** Short problem **
Count the lines in the material below that contain the string "Format" and reply with that number alone.

+===+

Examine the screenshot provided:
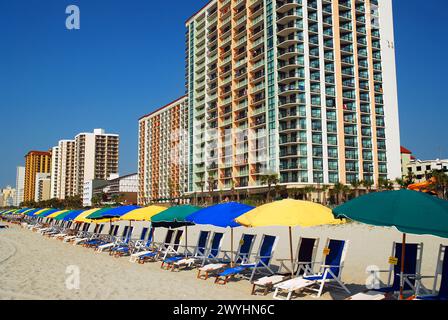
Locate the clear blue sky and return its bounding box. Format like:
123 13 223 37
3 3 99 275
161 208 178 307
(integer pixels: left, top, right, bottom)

+===+

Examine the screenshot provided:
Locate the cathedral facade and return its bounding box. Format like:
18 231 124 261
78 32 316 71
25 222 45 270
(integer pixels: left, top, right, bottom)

+===+

** Reply to the exercise **
2